**EXERCISE**
In the Lake George passage, in which years were rainbow smelt introduced to the lake?

**PASSAGE**
○ ○ ○ ○ ○
Among the consequences of that heavy development is more algae in the south basin, where the development is concentrated, said Short.
The amount of phytoplankton in the lake, measured in terms of chlorophyll, increased by 33% between 1980 and 2009, the result, at least in part, of nutrients entering the lake from developed areas.
Fish Stocking
Rainbow smelt were introduced to Lake George in 1918 and 1929. The species has now established itself, and is, in fact, protected.
But the fish may have crowded out other species that feed on zooplankton, with the result that the lake is now richer in phytoplankton and producing more phosphorus than it would naturally.
Threats to nitella
Lake George’s famous clarity has been attributed in part to the existence of an aquatic plant called nitella, which actually absorbs phosphorus from the water column.
The plant not only protects water clarity, it depends upon clear waters for its survival.
As other plants proliferate, the nitella could be shaded and begin to dwindle.
“Once engaged, this feedback could rapidly reduce the lake’s water clarity and dramatically alter its food web, generally improving conditions for cyanobacteria and invasive plants and animals,” the report states.
Improving Trends
As a result of the 1990 Clean Air Act, which mandated cuts in the emissions from coal fired plants that cause acid rain, concentrations of sulphates and nitrates in the lake have declined.
The lake also appears to be recovering from some of the pollution of the 1960s and 70s, before DDT was banned and the phosphorus levels of household detergents were limited.
“The clear success of these efforts confirms their utility in maintaining the high water quality and ecological stability of Lake George and other lakes like it,” the report states.
The dead zone in the south basin, for instance, might actually be shrinking rather than expanding.
Moving Forward: The Jefferson Project
‘The State of the Lake: Thirty Years of Water Quality Monitoring on Lake George’ serves as a springboard for the new generation of strategic research that is needed to secure breakthrough lake protection measures,” said Eric Siy. “With completion of ‘The State of the Lake,’ we have the foundations to move forward with the Jefferson Project, our collaboration with Rensselaer and IBM, dedicated to the fate of the lake and establishing Lake George as a global model for sustained ecosystem understanding and protection,” said Siy.
○ ○ ○ ○ ○
**AVAILABLE DATA**

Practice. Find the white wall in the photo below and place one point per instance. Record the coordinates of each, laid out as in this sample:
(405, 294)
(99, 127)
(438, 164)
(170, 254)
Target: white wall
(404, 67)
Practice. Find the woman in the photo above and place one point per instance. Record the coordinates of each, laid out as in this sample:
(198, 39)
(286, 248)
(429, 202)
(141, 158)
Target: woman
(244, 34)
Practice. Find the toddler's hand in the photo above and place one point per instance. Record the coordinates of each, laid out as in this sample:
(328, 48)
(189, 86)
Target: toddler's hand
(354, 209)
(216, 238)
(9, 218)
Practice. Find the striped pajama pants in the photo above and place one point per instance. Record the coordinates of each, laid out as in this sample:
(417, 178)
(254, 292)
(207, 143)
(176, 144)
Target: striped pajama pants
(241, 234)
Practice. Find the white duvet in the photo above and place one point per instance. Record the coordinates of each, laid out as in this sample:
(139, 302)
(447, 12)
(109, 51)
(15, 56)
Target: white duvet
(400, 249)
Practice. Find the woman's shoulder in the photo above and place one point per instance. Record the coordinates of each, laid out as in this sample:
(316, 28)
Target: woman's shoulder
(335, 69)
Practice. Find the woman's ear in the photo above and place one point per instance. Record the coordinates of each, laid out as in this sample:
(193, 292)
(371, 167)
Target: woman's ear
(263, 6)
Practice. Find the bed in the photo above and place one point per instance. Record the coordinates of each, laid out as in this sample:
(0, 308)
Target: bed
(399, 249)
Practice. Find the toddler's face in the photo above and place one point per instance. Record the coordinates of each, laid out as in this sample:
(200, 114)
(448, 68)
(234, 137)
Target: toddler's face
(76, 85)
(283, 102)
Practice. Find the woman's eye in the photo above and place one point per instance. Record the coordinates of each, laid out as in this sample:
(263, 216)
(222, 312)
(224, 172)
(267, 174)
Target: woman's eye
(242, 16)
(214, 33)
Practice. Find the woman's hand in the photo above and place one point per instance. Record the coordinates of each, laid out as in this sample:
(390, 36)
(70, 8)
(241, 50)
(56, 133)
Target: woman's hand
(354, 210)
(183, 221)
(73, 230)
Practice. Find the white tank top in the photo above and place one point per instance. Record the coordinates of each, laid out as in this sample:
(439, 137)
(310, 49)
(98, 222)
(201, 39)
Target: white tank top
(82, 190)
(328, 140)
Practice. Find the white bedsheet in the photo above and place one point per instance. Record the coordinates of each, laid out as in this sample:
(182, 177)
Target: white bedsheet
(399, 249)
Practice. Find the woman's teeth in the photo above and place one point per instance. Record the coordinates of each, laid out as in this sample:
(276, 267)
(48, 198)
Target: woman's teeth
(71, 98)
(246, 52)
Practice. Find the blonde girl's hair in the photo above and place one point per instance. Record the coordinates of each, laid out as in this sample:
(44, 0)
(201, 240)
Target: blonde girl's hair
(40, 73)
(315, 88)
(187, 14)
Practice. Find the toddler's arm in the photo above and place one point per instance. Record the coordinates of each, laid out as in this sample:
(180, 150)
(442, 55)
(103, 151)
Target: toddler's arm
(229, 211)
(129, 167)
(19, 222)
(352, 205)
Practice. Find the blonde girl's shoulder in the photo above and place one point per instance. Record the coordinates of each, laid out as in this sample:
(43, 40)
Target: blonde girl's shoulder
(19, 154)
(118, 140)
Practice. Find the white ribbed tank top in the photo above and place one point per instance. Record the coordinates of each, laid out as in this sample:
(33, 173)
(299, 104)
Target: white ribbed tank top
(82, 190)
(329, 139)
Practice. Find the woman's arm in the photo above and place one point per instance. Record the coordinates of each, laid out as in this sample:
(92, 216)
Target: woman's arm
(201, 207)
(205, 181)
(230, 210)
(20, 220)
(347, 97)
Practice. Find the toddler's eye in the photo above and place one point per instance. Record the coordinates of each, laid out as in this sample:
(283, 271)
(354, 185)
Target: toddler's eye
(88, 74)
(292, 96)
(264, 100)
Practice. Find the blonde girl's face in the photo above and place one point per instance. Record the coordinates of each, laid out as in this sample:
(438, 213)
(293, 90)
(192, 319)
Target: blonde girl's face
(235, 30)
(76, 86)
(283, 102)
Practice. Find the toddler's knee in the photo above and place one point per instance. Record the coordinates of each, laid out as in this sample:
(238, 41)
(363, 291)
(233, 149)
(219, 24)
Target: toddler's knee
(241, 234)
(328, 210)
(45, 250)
○ ○ ○ ○ ○
**EXERCISE ANSWER**
1918 and 1929